◆ **What is being asked**: Rescale everything below, from the line containing "Objective — one point on each instance of the reflection" down to the end of the records, both ends included: repeat those lines with the requests unchanged, but multiply each coordinate in the answers by 2.35 and round to whole numbers, halves up.

=-=-=-=-=

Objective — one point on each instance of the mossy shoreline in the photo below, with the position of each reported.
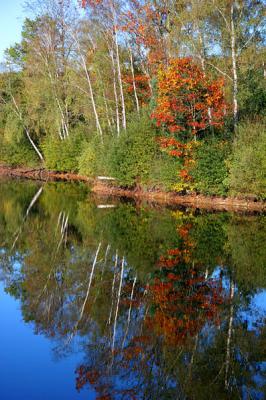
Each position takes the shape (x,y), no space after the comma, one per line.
(108,190)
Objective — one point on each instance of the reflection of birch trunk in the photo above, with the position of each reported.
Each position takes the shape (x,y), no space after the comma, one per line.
(33,201)
(124,122)
(118,302)
(129,311)
(87,293)
(229,334)
(113,287)
(63,230)
(193,356)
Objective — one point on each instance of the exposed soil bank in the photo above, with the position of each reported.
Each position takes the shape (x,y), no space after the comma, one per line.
(153,196)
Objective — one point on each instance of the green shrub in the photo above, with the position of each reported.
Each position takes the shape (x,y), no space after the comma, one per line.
(164,172)
(93,158)
(248,161)
(18,153)
(210,171)
(133,152)
(63,155)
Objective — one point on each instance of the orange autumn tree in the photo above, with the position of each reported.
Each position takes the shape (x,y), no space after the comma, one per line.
(188,102)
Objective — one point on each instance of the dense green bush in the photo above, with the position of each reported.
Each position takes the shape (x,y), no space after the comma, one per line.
(210,171)
(252,93)
(94,159)
(164,172)
(63,155)
(18,153)
(248,161)
(133,152)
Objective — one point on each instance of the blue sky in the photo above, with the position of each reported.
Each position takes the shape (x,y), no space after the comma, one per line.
(11,20)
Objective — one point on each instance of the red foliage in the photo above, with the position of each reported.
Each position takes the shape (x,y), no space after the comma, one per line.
(187,101)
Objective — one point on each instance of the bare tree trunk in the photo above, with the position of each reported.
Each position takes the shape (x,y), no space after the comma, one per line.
(115,93)
(18,113)
(88,78)
(234,66)
(124,122)
(133,79)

=-=-=-=-=

◆ **Response to this task**:
Objective — one point on each instance of the reflection of birch trunk in the photo above, with the position of each reported.
Each position takes the shape (x,y), no space after the comma, one per line.
(78,472)
(291,287)
(277,710)
(303,731)
(204,689)
(538,785)
(266,674)
(148,541)
(454,837)
Objective — one point on each instance of the exposed soil bank in the photo above, with the position of each reported.
Each position takes the shape (x,y), no space after the comma, one per line.
(360,461)
Objective — one point on each instance of the green shrub in the photo above, with the position of each reported.
Each position takes the shape (x,y), no space after the comma, one per line.
(385,404)
(219,371)
(583,378)
(42,360)
(494,402)
(313,357)
(148,364)
Objective — one point on each instance of the orange autumn tree in the photo above, with the position of each reported.
Each position takes the shape (x,y), no space after the comma, one per line.
(442,240)
Objective — one point on each instance of the dense green bush in the photo above, with the position of each reported.
Each position takes the shape (x,y), no space after the comma, one per line.
(494,402)
(592,219)
(221,374)
(385,404)
(148,364)
(42,360)
(583,378)
(313,357)
Objective — one point on each instance of the blue sky in the photo above, with the position of each reported.
Each position takes the shape (x,y), no space after the comma, one per line.
(26,47)
Objective — one point on each instance of the red foliage in the photo above, with the position of each reported.
Each position takes the shape (x,y), no space after the comma, one per line.
(439,237)
Objective — one point on each instance of the bare tree trunk in the photo above, with the position of each reported.
Each position takes the shape (x,y), no space after the comma, one per line.
(270,219)
(42,266)
(207,183)
(550,155)
(291,287)
(313,186)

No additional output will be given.